What this exercise asks »
a) According to the text on protecting your brain, what does the immune system send throughout the body when it activates to deal with an infection or allergen?
b) Reproduce the passage from the text on protecting your brain starting at "Here is information" and ending at "inflammation, and stress.".

Selected text »
Just one thing-protect your brain

Here is information from Rick Hanson’s Just One Thing, reposted with permission.  His website can be found at:

http://www.rickhanson.net/writings/books/just-one-thing

 

What’s the most important organ in your body?
The Practice

Protect your brain.

Why?
Your brain controls your other bodily systems, and it’s the basis for your thoughts and feelings, joys and sorrows. No question, it is the most important organ in your body. Small changes in its neurochemistry can lead to big changes in your mood, resilience, memory, concentration, thoughts, feelings, and desires.So it’s vital to protect it from negative factors like toxins, inflammation, and stress.

If you take good care of your brain, it will take good care of you.

How?
Avoid toxins. Besides the obvious actions – like don’t sniff glue, and stand upwind when pumping gas – be careful about alcohol, which works by depriving brain cells of oxygen: that buzz is the feeling of neurons drowning.Minimize inflammation. When your immune system activates to deal with an infection or allergen, it sends chemical messengers called cytokines throughout your body. Unfortunately, cytokines can linger in your brain, leading to a slump in mood and even depression (Maier and Watkins 1998; Schiepers, Wichers, and Maes 2005).

Data to examine »
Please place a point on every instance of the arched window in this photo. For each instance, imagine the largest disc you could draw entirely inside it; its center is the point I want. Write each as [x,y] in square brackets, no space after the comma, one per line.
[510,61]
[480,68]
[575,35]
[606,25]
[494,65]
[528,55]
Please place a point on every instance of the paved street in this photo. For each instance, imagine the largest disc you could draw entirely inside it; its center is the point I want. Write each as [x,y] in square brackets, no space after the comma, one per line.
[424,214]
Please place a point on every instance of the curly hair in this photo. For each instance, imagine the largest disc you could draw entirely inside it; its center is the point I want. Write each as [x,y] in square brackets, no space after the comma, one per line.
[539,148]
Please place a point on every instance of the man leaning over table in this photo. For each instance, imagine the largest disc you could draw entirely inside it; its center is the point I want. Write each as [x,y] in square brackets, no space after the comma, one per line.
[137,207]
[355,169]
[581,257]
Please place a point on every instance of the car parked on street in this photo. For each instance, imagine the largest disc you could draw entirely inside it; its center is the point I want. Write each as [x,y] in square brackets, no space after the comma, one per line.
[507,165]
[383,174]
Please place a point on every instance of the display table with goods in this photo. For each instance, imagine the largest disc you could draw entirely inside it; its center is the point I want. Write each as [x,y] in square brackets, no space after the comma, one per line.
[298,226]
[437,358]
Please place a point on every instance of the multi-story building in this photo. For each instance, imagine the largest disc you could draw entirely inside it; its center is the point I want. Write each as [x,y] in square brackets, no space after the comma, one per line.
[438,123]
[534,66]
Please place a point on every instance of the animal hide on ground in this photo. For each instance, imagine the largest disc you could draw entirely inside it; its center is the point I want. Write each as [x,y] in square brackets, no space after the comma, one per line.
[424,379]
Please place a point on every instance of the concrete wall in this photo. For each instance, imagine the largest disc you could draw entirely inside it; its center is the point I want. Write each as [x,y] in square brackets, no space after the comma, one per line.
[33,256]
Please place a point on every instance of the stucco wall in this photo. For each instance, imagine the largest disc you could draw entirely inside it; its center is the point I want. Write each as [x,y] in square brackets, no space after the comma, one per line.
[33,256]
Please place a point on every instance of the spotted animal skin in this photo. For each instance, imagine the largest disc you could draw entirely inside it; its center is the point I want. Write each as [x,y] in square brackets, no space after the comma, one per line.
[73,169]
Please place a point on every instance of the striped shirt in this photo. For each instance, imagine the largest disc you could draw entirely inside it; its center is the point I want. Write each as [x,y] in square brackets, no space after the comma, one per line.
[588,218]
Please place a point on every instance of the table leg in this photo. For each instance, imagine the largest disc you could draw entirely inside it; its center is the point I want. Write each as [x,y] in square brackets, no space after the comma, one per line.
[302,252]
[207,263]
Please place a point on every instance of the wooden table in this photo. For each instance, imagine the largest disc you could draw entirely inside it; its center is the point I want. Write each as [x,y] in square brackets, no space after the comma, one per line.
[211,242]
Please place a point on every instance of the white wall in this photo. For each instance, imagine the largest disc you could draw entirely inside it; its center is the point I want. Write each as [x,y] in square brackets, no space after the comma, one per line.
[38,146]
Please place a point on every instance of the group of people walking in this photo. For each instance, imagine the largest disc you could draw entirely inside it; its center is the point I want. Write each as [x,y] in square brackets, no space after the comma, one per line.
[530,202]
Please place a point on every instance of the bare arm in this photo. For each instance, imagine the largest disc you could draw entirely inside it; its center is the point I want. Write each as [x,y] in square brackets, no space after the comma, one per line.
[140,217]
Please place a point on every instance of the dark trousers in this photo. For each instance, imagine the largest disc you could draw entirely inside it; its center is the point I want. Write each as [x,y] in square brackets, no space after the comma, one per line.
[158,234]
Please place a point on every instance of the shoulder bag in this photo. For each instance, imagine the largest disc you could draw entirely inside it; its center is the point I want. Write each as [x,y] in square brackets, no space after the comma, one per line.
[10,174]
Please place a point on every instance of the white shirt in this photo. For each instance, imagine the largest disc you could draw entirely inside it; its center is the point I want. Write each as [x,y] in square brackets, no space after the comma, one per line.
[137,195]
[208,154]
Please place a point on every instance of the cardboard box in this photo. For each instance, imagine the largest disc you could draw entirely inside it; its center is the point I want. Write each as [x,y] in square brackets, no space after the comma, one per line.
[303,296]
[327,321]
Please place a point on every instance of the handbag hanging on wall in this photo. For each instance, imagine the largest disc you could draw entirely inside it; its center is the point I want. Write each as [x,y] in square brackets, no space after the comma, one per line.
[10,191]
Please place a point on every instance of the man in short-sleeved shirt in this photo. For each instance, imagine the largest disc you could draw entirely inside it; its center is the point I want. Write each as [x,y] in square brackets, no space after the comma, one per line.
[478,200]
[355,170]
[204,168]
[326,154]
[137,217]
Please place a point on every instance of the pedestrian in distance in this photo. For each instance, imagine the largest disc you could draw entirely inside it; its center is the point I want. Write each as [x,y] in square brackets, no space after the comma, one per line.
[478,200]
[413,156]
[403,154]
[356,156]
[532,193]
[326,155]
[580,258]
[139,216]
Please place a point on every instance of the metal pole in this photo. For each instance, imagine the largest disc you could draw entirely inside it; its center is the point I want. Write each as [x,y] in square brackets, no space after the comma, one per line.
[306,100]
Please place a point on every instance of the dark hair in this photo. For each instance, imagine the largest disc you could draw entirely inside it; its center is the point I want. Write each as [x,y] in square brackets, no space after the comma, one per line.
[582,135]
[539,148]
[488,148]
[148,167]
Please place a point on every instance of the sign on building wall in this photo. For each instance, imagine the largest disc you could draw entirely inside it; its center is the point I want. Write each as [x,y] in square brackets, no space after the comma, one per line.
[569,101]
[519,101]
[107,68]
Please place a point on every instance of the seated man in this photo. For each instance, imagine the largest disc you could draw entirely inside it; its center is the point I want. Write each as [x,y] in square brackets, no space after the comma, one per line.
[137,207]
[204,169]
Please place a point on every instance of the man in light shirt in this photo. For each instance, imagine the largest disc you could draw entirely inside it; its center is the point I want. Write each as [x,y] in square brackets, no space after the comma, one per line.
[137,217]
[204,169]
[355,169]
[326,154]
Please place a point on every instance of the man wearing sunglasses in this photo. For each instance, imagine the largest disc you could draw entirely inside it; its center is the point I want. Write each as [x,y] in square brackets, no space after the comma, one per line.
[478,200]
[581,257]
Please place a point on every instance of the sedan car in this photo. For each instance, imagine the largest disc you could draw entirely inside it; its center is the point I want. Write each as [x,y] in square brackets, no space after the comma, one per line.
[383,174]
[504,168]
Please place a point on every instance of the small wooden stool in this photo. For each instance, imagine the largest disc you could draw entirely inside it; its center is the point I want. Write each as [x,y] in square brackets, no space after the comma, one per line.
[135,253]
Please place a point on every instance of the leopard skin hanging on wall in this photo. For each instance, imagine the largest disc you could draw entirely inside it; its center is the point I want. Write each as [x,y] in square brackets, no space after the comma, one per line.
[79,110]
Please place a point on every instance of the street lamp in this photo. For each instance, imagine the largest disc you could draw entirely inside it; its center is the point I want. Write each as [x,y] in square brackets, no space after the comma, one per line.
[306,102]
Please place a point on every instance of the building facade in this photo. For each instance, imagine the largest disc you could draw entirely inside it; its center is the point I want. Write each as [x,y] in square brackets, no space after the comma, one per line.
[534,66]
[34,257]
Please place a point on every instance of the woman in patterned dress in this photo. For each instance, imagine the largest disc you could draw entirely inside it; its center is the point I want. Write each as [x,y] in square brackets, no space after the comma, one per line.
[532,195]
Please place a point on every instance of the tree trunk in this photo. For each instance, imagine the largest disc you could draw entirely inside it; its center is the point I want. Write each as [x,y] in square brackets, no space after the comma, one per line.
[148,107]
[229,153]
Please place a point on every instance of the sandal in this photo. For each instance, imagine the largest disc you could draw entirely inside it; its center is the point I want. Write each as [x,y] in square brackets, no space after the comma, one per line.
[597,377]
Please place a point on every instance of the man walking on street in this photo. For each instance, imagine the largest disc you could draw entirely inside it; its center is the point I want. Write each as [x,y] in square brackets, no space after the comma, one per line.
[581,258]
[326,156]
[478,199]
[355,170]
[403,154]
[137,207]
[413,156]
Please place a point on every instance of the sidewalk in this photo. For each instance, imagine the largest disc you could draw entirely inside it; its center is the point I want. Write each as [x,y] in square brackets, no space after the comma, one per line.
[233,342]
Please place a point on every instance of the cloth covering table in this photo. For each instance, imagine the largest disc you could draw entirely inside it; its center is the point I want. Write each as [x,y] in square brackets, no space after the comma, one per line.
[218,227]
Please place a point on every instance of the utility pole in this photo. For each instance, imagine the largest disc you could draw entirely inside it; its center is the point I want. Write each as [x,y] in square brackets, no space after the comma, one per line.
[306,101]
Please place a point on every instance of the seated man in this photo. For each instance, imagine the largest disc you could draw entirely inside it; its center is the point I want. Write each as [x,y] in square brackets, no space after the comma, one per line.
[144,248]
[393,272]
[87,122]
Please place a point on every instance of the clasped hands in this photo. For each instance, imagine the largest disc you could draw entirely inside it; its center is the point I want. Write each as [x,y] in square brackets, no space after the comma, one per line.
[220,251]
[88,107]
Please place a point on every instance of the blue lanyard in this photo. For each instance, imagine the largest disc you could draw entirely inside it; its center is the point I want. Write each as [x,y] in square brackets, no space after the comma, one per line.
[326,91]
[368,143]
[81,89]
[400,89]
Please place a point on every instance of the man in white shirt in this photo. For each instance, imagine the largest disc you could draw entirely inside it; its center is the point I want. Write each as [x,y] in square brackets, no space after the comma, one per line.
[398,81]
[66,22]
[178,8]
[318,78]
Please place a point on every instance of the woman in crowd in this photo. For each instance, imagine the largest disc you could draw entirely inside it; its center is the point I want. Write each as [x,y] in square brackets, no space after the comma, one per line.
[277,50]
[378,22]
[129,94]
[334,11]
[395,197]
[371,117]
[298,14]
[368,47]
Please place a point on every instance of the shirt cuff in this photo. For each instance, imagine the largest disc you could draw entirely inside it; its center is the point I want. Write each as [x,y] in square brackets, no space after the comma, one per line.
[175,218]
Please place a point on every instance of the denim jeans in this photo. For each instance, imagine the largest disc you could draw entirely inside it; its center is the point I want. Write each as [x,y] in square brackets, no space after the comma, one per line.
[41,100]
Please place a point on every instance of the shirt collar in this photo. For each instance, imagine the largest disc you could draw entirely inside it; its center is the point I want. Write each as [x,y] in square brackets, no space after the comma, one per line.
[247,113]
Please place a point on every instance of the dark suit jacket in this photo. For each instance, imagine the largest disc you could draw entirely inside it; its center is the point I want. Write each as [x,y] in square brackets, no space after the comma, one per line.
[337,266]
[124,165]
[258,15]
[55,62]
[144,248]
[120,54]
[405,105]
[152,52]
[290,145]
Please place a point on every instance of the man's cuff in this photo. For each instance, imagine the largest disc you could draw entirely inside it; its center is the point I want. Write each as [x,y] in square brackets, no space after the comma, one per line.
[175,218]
---
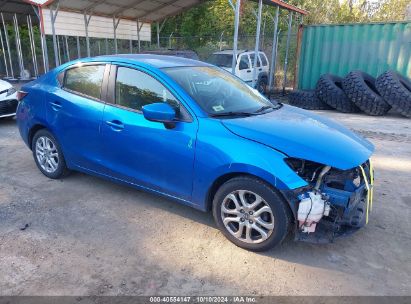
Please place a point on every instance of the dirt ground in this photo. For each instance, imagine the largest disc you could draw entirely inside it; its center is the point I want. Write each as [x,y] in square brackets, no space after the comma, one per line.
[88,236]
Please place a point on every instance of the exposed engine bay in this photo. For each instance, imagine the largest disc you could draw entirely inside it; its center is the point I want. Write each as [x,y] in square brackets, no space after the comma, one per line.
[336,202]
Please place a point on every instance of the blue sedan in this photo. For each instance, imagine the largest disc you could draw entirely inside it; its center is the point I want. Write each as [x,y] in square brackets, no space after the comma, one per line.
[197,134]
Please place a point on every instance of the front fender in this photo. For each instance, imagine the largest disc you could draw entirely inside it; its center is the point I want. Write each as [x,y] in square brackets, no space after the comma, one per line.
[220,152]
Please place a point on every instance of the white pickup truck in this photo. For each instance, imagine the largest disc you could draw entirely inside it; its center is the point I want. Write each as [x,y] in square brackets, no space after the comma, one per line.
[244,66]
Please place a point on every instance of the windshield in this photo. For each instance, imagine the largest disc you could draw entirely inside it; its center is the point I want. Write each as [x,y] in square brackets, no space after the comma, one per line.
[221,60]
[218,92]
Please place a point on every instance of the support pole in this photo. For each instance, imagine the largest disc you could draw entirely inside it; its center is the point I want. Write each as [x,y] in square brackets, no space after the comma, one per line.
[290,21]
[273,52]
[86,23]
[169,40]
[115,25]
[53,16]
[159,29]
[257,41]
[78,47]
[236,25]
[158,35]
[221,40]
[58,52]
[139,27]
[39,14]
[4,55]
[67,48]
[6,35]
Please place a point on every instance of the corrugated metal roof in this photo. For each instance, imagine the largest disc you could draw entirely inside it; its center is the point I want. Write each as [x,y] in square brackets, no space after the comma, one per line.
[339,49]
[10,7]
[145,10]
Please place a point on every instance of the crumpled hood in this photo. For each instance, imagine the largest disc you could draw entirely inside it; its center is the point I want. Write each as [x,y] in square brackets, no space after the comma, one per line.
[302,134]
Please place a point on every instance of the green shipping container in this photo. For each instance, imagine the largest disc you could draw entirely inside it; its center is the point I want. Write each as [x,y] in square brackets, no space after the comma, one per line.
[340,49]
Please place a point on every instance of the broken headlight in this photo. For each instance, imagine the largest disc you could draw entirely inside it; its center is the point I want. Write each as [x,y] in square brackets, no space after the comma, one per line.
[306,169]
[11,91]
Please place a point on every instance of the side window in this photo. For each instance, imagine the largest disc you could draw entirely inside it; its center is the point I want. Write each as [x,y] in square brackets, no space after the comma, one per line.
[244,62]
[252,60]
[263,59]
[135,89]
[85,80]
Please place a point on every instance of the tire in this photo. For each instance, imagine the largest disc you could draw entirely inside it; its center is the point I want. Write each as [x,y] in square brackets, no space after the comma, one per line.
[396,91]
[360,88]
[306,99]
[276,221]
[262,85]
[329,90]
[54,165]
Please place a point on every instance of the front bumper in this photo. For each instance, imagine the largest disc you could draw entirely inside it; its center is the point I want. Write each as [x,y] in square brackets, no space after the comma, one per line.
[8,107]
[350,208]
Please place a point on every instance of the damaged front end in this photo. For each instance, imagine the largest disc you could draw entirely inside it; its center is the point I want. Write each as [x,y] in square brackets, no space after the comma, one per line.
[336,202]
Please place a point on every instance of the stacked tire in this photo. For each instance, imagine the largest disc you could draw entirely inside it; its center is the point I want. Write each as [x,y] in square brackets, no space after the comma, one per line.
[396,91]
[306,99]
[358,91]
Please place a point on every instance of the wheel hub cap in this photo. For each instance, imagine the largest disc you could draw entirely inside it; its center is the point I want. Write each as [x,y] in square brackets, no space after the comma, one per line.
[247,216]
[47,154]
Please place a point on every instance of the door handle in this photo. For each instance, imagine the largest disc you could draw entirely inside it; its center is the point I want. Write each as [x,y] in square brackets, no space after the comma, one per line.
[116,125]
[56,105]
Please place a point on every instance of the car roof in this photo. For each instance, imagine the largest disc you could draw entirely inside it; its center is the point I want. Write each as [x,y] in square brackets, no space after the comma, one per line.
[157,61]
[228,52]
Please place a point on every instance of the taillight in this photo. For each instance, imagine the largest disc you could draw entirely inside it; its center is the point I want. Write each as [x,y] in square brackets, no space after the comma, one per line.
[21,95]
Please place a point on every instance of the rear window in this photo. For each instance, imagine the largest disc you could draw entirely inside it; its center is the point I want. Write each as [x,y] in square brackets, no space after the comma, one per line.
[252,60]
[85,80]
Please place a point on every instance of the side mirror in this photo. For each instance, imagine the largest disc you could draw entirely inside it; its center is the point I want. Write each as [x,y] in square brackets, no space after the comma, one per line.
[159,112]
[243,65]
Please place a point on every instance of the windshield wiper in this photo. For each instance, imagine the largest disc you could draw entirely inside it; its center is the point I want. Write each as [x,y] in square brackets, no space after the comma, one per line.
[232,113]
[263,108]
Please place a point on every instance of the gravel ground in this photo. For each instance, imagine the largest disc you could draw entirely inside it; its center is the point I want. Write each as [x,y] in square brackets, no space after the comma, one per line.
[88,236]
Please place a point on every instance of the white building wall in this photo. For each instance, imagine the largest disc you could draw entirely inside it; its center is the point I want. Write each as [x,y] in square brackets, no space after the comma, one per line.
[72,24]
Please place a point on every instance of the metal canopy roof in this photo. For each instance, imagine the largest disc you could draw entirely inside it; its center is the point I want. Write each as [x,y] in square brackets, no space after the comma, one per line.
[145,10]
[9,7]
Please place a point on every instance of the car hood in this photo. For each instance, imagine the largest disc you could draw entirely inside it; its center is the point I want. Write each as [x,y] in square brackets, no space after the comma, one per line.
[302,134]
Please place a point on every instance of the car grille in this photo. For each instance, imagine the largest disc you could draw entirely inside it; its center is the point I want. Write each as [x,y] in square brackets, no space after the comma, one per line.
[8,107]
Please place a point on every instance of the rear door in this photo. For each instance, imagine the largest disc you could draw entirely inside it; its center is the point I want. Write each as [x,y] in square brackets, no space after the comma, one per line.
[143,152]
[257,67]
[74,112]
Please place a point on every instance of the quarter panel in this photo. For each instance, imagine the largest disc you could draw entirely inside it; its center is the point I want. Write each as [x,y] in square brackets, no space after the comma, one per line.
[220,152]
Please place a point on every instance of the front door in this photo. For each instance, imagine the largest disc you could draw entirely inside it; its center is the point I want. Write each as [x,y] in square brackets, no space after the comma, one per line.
---
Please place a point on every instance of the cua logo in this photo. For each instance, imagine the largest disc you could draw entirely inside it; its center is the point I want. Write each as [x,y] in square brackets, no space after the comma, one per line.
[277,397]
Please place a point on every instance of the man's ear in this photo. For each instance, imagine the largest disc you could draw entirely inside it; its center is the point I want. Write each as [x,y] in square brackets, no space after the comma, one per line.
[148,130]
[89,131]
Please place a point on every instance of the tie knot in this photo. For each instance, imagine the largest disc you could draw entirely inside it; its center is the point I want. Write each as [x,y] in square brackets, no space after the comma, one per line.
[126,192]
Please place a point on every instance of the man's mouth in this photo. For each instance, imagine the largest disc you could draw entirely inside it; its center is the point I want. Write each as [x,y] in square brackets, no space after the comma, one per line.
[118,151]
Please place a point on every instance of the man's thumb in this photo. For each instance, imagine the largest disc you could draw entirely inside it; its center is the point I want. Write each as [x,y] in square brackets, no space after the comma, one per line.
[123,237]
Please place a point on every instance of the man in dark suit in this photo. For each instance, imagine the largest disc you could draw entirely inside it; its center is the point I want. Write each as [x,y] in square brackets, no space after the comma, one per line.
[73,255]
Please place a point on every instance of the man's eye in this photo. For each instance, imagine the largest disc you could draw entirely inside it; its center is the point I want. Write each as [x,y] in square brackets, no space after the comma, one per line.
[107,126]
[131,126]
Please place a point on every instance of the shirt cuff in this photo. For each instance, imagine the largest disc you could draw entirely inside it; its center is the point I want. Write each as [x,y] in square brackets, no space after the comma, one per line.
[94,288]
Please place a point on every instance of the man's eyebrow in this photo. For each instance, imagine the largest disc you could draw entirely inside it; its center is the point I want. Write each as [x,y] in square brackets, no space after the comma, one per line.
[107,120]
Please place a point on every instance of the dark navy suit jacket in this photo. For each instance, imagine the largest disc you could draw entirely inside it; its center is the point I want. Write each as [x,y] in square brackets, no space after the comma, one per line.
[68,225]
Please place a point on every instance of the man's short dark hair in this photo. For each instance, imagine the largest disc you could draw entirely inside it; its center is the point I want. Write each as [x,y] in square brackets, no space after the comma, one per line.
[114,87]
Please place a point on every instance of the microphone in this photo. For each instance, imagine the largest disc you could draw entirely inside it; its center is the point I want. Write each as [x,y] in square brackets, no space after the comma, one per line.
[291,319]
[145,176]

Numbered responses »
a) Chemical messengers called cytokines.

b)
Here is information from Rick Hanson’s Just One Thing, reposted with permission.  His website can be found at:

http://www.rickhanson.net/writings/books/just-one-thing

 

What’s the most important organ in your body?
The Practice

Protect your brain.

Why?
Your brain controls your other bodily systems, and it’s the basis for your thoughts and feelings, joys and sorrows. No question, it is the most important organ in your body. Small changes in its neurochemistry can lead to big changes in your mood, resilience, memory, concentration, thoughts, feelings, and desires.So it’s vital to protect it from negative factors like toxins, inflammation, and stress.